Aim of the task: In the text below about Argentina's digital twin plan, what kind of state does the government want Argentina to move away from?

Text under study:

The stated goal: move Argentina from a “reactive state”—one that responds to social problems after the fact—to a “predictive state” that can model poverty, track the effects of subsidies, and map human capital development from childhood to adulthood.

Digital twins are established technology. They’ve been used in engineering, urban planning, and infrastructure for years—simulating how a bridge holds under load, or how traffic flows before a road is built. Argentina’s government claims this would be the first time the concept is applied to social policy at a national scale.

The system would aggregate data, identify patterns, project scenarios, and convert social experience into what the ministry calls “public intelligence.” In practice: a centralized database drawing from government agencies and the private sector—health, income, education, consumption—fed through an AI model that tells policymakers what’s coming. Think of it as a weather forecast for poverty.

It’s not an unprecedented idea in government. Decrypt reported in April 2025 that the U.K. Ministry of Justice was secretly building an AI system to predict who might commit murder, scraping mental health records, addiction history, and self-harm reports from over 100,000 people. That program drew immediate comparisons to the Phillip K. Dick novelette and film “Minority Report” and triggered a civil liberties firestorm.

Argentina’s stated purpose is softer—social optimization rather than crime prediction—but the underlying architecture is similar: aggregate enough personal data and let an algorithm tell you what happens next.

The internet reacts

The vision was futuristic. The execution was not.

Recorded information:
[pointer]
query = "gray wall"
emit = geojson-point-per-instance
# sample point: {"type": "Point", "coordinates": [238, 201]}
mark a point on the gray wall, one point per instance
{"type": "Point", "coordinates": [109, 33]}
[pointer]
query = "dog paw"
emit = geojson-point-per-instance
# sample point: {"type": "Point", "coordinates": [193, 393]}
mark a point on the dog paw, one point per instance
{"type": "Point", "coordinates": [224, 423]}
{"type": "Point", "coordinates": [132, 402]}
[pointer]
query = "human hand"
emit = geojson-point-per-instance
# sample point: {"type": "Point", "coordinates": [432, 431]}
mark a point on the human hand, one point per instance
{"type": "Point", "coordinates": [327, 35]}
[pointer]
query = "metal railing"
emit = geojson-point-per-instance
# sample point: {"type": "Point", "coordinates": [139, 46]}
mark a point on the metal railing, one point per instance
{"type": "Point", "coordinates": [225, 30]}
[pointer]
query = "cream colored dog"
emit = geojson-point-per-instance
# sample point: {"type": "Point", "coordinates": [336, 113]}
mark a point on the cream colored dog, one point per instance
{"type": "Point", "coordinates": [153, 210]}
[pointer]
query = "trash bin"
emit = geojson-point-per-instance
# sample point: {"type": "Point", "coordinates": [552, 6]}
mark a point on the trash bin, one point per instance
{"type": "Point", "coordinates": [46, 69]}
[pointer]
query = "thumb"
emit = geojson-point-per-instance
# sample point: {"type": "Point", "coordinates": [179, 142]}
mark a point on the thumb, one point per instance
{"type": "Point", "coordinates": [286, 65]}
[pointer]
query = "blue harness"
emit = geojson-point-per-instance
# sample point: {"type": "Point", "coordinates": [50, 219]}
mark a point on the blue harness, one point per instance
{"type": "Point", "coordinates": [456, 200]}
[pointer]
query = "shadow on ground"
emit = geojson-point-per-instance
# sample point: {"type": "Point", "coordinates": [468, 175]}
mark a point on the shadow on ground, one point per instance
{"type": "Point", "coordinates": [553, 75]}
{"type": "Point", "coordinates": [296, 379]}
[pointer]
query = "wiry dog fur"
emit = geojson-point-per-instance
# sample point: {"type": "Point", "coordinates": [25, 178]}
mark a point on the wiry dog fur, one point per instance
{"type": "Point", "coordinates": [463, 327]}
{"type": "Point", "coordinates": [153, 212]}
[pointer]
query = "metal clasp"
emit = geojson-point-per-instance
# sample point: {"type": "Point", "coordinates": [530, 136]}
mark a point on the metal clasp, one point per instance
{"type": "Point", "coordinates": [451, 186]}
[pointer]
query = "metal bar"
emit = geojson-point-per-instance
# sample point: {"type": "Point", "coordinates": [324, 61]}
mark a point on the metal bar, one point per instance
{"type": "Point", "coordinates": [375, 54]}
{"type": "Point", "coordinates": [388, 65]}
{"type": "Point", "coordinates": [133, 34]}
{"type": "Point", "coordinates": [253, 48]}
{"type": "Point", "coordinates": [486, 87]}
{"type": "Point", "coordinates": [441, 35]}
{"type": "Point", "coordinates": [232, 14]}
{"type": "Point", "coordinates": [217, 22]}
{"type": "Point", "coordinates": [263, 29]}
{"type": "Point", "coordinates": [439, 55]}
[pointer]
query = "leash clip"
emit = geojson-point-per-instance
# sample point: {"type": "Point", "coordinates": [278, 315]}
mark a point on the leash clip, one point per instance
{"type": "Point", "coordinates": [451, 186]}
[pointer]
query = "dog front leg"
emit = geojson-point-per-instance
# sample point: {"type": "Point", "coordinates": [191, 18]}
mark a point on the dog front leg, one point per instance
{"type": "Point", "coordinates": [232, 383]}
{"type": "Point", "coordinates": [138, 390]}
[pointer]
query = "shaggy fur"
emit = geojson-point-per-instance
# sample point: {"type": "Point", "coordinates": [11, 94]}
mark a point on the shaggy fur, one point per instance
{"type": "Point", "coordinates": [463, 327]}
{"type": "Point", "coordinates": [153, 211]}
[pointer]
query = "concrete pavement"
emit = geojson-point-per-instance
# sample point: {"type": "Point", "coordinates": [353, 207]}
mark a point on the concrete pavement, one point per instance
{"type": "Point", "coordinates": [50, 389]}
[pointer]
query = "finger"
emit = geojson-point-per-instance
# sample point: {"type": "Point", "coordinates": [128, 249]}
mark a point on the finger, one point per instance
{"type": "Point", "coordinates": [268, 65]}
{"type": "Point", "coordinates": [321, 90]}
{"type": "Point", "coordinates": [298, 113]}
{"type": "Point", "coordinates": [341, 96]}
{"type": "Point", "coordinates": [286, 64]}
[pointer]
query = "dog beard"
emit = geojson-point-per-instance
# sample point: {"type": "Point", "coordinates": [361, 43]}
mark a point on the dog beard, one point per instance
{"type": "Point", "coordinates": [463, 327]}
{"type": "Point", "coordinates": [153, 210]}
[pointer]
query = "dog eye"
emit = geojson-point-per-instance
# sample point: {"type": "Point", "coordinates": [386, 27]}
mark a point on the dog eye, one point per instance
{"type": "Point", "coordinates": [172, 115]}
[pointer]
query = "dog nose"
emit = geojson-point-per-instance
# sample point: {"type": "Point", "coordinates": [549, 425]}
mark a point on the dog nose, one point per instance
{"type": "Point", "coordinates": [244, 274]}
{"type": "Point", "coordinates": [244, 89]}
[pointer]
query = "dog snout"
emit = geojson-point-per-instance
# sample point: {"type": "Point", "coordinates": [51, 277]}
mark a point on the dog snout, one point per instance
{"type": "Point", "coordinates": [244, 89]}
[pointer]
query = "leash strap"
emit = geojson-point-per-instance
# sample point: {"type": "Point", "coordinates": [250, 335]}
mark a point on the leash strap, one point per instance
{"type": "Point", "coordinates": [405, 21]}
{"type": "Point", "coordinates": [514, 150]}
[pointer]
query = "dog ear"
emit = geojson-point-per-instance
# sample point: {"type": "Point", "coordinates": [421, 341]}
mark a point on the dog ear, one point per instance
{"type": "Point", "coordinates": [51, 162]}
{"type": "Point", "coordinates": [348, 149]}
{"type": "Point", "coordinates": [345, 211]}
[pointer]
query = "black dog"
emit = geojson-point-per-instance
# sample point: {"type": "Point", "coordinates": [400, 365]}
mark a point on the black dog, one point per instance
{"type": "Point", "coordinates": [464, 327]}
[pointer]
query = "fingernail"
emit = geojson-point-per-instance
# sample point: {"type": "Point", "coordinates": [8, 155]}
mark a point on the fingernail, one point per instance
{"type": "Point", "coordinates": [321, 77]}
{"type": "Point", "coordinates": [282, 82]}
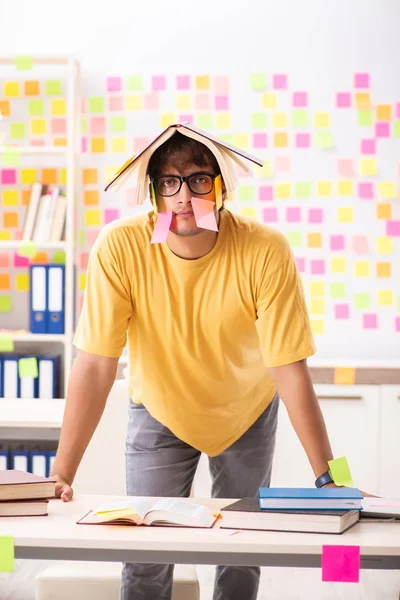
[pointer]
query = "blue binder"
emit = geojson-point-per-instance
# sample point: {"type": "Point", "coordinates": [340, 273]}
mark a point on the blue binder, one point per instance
{"type": "Point", "coordinates": [28, 386]}
{"type": "Point", "coordinates": [49, 377]}
{"type": "Point", "coordinates": [11, 380]}
{"type": "Point", "coordinates": [20, 460]}
{"type": "Point", "coordinates": [38, 298]}
{"type": "Point", "coordinates": [55, 298]}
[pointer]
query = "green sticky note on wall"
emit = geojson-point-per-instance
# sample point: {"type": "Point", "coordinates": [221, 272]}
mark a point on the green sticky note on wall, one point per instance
{"type": "Point", "coordinates": [11, 157]}
{"type": "Point", "coordinates": [324, 139]}
{"type": "Point", "coordinates": [27, 367]}
{"type": "Point", "coordinates": [53, 87]}
{"type": "Point", "coordinates": [118, 124]}
{"type": "Point", "coordinates": [134, 83]}
{"type": "Point", "coordinates": [294, 238]}
{"type": "Point", "coordinates": [18, 131]}
{"type": "Point", "coordinates": [6, 343]}
{"type": "Point", "coordinates": [303, 189]}
{"type": "Point", "coordinates": [28, 249]}
{"type": "Point", "coordinates": [259, 121]}
{"type": "Point", "coordinates": [340, 471]}
{"type": "Point", "coordinates": [338, 290]}
{"type": "Point", "coordinates": [96, 104]}
{"type": "Point", "coordinates": [365, 118]}
{"type": "Point", "coordinates": [258, 82]}
{"type": "Point", "coordinates": [6, 554]}
{"type": "Point", "coordinates": [36, 107]}
{"type": "Point", "coordinates": [23, 63]}
{"type": "Point", "coordinates": [5, 304]}
{"type": "Point", "coordinates": [300, 118]}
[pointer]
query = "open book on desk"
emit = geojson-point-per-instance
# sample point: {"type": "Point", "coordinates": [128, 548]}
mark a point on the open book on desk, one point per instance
{"type": "Point", "coordinates": [166, 512]}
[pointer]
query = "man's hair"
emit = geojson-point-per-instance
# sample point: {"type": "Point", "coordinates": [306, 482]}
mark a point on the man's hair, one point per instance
{"type": "Point", "coordinates": [178, 144]}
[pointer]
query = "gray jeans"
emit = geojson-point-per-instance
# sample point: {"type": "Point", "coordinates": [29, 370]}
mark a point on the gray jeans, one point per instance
{"type": "Point", "coordinates": [160, 464]}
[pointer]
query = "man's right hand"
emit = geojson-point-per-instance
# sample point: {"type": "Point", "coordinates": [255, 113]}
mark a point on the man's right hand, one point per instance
{"type": "Point", "coordinates": [63, 489]}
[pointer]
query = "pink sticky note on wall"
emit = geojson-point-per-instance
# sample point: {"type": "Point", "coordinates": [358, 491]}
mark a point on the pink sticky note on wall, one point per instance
{"type": "Point", "coordinates": [221, 103]}
{"type": "Point", "coordinates": [341, 563]}
{"type": "Point", "coordinates": [114, 84]}
{"type": "Point", "coordinates": [270, 215]}
{"type": "Point", "coordinates": [293, 214]}
{"type": "Point", "coordinates": [368, 147]}
{"type": "Point", "coordinates": [9, 176]}
{"type": "Point", "coordinates": [360, 244]}
{"type": "Point", "coordinates": [366, 190]}
{"type": "Point", "coordinates": [161, 228]}
{"type": "Point", "coordinates": [315, 215]}
{"type": "Point", "coordinates": [317, 267]}
{"type": "Point", "coordinates": [342, 311]}
{"type": "Point", "coordinates": [346, 167]}
{"type": "Point", "coordinates": [299, 99]}
{"type": "Point", "coordinates": [260, 140]}
{"type": "Point", "coordinates": [393, 228]}
{"type": "Point", "coordinates": [343, 100]}
{"type": "Point", "coordinates": [158, 83]}
{"type": "Point", "coordinates": [204, 213]}
{"type": "Point", "coordinates": [361, 80]}
{"type": "Point", "coordinates": [279, 82]}
{"type": "Point", "coordinates": [302, 140]}
{"type": "Point", "coordinates": [110, 214]}
{"type": "Point", "coordinates": [382, 129]}
{"type": "Point", "coordinates": [370, 321]}
{"type": "Point", "coordinates": [337, 242]}
{"type": "Point", "coordinates": [183, 82]}
{"type": "Point", "coordinates": [265, 193]}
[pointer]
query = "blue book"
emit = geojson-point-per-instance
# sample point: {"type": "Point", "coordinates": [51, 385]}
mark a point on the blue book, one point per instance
{"type": "Point", "coordinates": [309, 499]}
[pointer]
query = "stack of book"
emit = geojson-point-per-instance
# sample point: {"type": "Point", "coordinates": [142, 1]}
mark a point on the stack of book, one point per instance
{"type": "Point", "coordinates": [24, 494]}
{"type": "Point", "coordinates": [308, 510]}
{"type": "Point", "coordinates": [45, 215]}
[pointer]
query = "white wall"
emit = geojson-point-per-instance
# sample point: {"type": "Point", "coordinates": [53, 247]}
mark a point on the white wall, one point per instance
{"type": "Point", "coordinates": [320, 45]}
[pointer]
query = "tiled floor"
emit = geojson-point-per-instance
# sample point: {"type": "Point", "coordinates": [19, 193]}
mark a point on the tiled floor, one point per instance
{"type": "Point", "coordinates": [276, 584]}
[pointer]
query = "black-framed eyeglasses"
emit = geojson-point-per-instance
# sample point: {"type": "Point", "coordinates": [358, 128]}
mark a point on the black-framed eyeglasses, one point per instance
{"type": "Point", "coordinates": [198, 183]}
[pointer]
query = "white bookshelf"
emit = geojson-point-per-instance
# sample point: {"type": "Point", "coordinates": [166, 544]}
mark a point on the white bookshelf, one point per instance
{"type": "Point", "coordinates": [28, 413]}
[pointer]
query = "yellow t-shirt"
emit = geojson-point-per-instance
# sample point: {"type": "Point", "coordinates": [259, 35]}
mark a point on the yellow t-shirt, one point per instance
{"type": "Point", "coordinates": [201, 333]}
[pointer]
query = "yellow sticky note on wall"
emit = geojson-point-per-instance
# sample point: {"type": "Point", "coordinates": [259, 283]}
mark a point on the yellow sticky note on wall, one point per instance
{"type": "Point", "coordinates": [340, 471]}
{"type": "Point", "coordinates": [368, 166]}
{"type": "Point", "coordinates": [6, 554]}
{"type": "Point", "coordinates": [344, 376]}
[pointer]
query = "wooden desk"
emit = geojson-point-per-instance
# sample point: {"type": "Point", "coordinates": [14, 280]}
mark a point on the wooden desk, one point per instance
{"type": "Point", "coordinates": [58, 537]}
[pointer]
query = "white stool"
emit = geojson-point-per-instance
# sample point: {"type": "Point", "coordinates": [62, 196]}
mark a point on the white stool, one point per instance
{"type": "Point", "coordinates": [101, 581]}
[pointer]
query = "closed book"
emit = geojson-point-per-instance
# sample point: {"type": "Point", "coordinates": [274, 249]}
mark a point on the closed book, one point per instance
{"type": "Point", "coordinates": [24, 508]}
{"type": "Point", "coordinates": [19, 485]}
{"type": "Point", "coordinates": [246, 514]}
{"type": "Point", "coordinates": [310, 498]}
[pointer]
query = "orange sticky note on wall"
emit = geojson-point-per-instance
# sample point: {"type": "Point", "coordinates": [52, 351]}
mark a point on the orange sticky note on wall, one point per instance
{"type": "Point", "coordinates": [345, 376]}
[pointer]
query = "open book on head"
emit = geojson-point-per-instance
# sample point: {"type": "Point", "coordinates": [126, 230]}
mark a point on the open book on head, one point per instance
{"type": "Point", "coordinates": [166, 512]}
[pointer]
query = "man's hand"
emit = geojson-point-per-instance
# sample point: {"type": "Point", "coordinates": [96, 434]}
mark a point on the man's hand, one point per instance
{"type": "Point", "coordinates": [361, 492]}
{"type": "Point", "coordinates": [63, 489]}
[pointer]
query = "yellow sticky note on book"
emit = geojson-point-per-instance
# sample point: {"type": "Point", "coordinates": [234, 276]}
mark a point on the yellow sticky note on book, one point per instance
{"type": "Point", "coordinates": [6, 554]}
{"type": "Point", "coordinates": [340, 472]}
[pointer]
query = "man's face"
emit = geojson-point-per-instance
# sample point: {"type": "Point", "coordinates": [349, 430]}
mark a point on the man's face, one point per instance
{"type": "Point", "coordinates": [183, 222]}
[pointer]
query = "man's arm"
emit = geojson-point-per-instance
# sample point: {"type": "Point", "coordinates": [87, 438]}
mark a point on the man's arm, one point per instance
{"type": "Point", "coordinates": [295, 388]}
{"type": "Point", "coordinates": [90, 382]}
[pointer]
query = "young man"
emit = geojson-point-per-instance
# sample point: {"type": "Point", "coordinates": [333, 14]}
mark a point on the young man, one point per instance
{"type": "Point", "coordinates": [217, 326]}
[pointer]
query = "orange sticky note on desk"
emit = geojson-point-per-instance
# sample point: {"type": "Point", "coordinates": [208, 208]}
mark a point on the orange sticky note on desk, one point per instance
{"type": "Point", "coordinates": [345, 376]}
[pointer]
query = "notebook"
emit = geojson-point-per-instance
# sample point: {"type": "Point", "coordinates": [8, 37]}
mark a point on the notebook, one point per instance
{"type": "Point", "coordinates": [20, 485]}
{"type": "Point", "coordinates": [24, 508]}
{"type": "Point", "coordinates": [310, 498]}
{"type": "Point", "coordinates": [246, 514]}
{"type": "Point", "coordinates": [142, 511]}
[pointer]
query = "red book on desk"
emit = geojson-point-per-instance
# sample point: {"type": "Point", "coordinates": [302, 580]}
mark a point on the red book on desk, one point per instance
{"type": "Point", "coordinates": [20, 485]}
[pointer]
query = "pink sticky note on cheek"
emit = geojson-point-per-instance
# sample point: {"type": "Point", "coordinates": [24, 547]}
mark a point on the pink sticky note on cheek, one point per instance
{"type": "Point", "coordinates": [341, 563]}
{"type": "Point", "coordinates": [204, 213]}
{"type": "Point", "coordinates": [161, 228]}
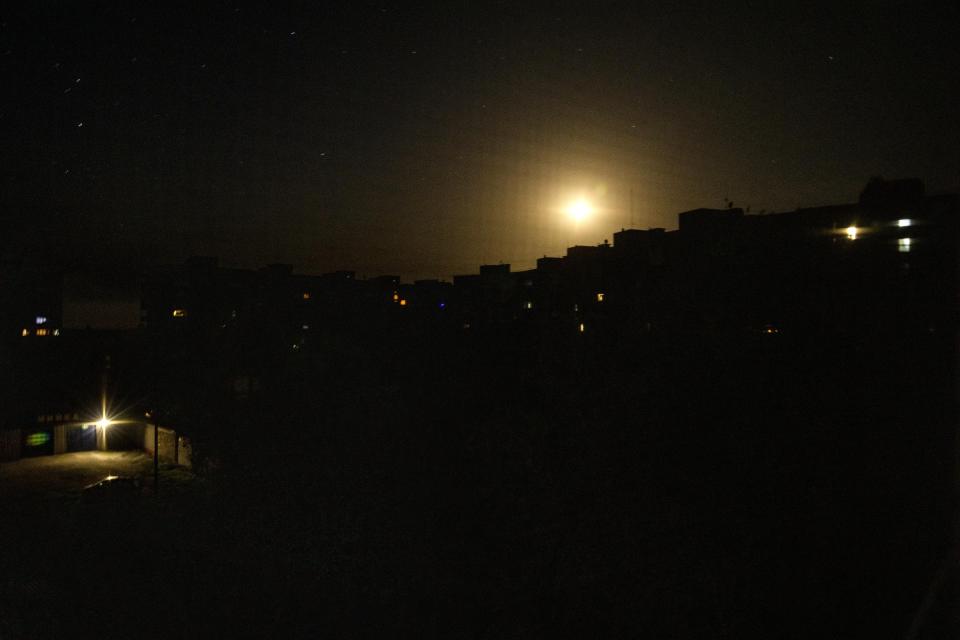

Finished task: A "reactive state," one that responds to social problems after the fact.